**Records to process**
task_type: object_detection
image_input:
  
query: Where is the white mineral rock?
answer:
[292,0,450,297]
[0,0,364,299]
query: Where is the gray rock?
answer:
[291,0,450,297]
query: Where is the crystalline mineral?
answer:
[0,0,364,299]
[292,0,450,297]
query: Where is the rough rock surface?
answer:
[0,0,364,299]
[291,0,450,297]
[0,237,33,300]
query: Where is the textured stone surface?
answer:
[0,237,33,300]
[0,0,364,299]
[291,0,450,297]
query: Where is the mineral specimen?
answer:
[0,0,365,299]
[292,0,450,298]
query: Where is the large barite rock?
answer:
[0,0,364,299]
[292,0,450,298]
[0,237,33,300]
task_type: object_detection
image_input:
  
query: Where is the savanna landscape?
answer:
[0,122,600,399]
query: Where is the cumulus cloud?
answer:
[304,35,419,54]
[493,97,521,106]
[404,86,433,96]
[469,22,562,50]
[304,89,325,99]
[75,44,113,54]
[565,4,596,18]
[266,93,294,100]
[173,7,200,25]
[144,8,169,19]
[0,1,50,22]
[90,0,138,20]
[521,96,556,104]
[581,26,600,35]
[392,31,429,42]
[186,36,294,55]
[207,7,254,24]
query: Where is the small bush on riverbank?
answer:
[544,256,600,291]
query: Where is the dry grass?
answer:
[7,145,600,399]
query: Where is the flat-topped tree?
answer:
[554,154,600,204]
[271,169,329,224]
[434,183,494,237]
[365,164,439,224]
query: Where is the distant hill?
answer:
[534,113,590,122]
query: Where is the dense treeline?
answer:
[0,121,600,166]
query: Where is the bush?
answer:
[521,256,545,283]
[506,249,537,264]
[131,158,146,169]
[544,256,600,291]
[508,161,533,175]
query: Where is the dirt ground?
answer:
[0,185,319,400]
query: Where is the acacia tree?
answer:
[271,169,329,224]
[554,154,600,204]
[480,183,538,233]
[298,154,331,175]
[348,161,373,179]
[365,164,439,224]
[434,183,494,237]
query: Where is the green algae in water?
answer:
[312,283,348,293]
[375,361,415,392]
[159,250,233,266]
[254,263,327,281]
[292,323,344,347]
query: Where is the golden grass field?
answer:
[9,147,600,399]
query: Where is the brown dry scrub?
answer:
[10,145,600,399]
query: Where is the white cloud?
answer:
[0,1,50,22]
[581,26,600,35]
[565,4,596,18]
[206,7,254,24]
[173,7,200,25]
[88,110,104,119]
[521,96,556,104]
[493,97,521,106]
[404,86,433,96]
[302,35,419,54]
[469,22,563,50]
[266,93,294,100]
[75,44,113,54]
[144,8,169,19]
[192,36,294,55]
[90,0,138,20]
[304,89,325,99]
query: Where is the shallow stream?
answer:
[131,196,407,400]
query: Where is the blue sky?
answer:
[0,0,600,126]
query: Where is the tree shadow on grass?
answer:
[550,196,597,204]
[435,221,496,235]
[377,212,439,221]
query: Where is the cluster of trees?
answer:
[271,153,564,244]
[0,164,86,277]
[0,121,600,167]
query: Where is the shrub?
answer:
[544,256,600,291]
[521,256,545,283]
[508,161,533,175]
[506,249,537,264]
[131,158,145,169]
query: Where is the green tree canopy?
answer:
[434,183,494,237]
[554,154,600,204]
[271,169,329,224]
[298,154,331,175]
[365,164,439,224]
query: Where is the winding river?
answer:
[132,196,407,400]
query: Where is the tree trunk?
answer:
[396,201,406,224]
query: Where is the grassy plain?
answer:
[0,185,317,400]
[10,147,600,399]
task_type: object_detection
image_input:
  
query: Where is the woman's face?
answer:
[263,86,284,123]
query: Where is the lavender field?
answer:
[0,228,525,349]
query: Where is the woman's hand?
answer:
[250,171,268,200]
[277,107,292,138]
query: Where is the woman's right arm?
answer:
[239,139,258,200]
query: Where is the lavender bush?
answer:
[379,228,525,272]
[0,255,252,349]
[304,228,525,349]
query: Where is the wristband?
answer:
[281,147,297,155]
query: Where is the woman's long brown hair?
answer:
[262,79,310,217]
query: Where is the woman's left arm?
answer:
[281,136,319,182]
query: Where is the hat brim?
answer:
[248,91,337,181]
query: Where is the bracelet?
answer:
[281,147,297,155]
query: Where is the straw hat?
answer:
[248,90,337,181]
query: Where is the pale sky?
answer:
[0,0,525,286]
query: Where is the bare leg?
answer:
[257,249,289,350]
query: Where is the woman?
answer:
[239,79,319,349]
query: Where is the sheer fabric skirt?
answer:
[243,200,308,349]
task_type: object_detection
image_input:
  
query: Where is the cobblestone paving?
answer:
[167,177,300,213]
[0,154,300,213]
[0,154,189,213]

**Written request**
Copy all the entries verbatim.

**Full solution**
task_type: object_detection
image_input:
  
query: Where is the white mineral rock?
answer:
[292,0,450,297]
[0,0,364,299]
query: Where is the gray rock?
answer:
[291,0,450,297]
query: Where is the crystalline mineral?
answer:
[0,0,364,299]
[292,0,450,297]
query: Where is the rough rock surface?
answer:
[0,0,364,299]
[291,0,450,297]
[0,237,33,300]
query: Where is the textured stone surface?
answer:
[0,237,33,300]
[0,0,364,299]
[291,0,450,297]
query: Where is the mineral specimen?
answer:
[0,0,365,299]
[292,0,450,298]
query: Where is the large barite rock?
answer:
[0,0,364,299]
[292,0,450,298]
[0,237,33,300]
task_type: object_detection
image_input:
  
query: Where is the savanna landscape?
answer:
[0,122,600,399]
query: Where is the cumulus cloud?
answer:
[304,35,419,54]
[493,97,521,106]
[404,86,433,96]
[469,22,562,50]
[304,89,325,99]
[75,44,113,54]
[565,4,596,18]
[266,93,294,100]
[173,7,200,25]
[144,8,169,19]
[0,1,50,22]
[90,0,138,20]
[521,96,556,104]
[581,26,600,35]
[392,31,429,42]
[186,36,294,55]
[207,7,254,24]
query: Where is the small bush on riverbank?
answer:
[544,256,600,291]
query: Where is the dry grass?
answer:
[7,145,600,399]
query: Where is the flat-topped tree?
answer:
[554,154,600,204]
[271,169,329,224]
[434,183,494,237]
[365,164,439,224]
query: Where is the distant hill?
answer:
[534,113,590,122]
query: Where is the dense treeline?
answer:
[0,121,600,166]
query: Where is the bush?
answer:
[521,256,545,283]
[506,249,537,264]
[131,158,146,169]
[544,256,600,291]
[508,161,533,175]
query: Where is the dirt ground?
answer:
[0,185,319,400]
query: Where is the acacia tree?
answer:
[271,169,329,224]
[554,154,600,204]
[480,183,538,233]
[298,154,331,175]
[348,161,373,179]
[365,164,439,224]
[434,183,494,237]
query: Where is the green algae in water?
answer:
[312,283,348,293]
[375,361,415,392]
[159,250,233,266]
[254,263,327,281]
[292,323,344,347]
query: Where is the golden grass field?
answer:
[9,147,600,399]
query: Where is the brown dry scrub?
answer:
[10,145,600,399]
query: Where is the white cloud?
answer:
[0,1,50,22]
[581,26,600,35]
[565,4,596,18]
[206,7,254,24]
[173,7,200,25]
[88,110,104,119]
[521,96,556,104]
[493,97,521,106]
[404,86,433,96]
[302,35,419,54]
[469,22,563,50]
[266,93,294,100]
[75,44,113,54]
[144,8,169,19]
[192,36,294,55]
[90,0,138,20]
[304,89,325,99]
query: Where is the shallow stream?
answer:
[131,196,407,400]
query: Where is the blue sky?
answer:
[0,0,600,126]
query: Where is the tree shadow on grass?
answer:
[550,196,597,204]
[435,221,496,235]
[377,212,439,221]
query: Where is the cluster of trees?
answer:
[271,153,564,244]
[0,164,86,277]
[0,121,600,167]
query: Where is the shrub?
answer:
[544,256,600,291]
[521,256,545,283]
[508,161,533,175]
[506,249,537,264]
[131,158,145,169]
query: Where is the green tree canopy?
answer:
[434,183,494,237]
[554,154,600,204]
[271,169,329,224]
[298,154,331,175]
[365,164,439,224]
query: Where is the winding river?
answer:
[132,196,407,400]
query: Where is the tree trunk?
answer:
[396,201,406,224]
query: Where is the grassy plain?
answer:
[0,185,317,400]
[10,147,600,399]
task_type: object_detection
image_input:
  
query: Where is the woman's face?
answer:
[263,86,284,123]
query: Where is the lavender field?
answer:
[0,228,525,349]
query: Where is the woman's hand?
answer:
[250,171,268,200]
[277,107,292,138]
query: Where is the woman's right arm?
answer:
[239,139,258,200]
query: Where is the lavender bush?
answer:
[379,228,525,272]
[0,255,252,349]
[304,228,525,349]
query: Where is the wristband?
answer:
[281,147,297,155]
query: Where is the woman's long brown hair?
answer:
[262,79,310,217]
query: Where is the woman's left arm?
answer:
[281,136,319,182]
query: Where is the hat brim?
answer:
[248,91,337,181]
query: Where is the bracelet?
answer:
[281,147,297,155]
query: Where is the straw hat?
answer:
[248,90,337,181]
query: Where is the pale sky?
answer:
[0,0,525,286]
query: Where is the bare leg?
answer:
[257,249,289,350]
query: Where is the woman?
answer:
[239,79,319,349]
query: Where is the sheer fabric skirt?
answer:
[243,200,308,349]
task_type: object_detection
image_input:
  
query: Where is the cobblestone paving?
answer:
[167,177,300,213]
[0,154,300,213]
[0,154,189,213]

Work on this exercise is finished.